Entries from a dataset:
☆ ☆ ☆ ☆

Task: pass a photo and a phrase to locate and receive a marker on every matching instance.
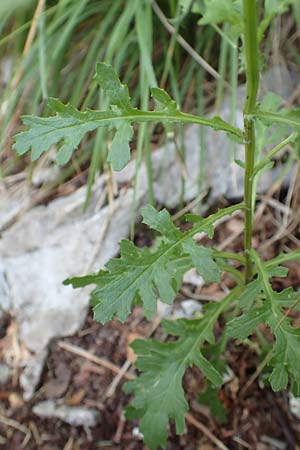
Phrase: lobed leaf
(139, 272)
(286, 355)
(158, 392)
(69, 126)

☆ ☆ ☆ ☆

Problem to work on
Write out every line of the entries above again, including the requests, but increase each x and y coordinate in the answer points by 86. Leave the pictures out.

Written response
Task: pass a photo and a phrase to locate and receive a marker on every matching instance.
Phrase: lobed leaf
(225, 358)
(372, 441)
(244, 478)
(155, 212)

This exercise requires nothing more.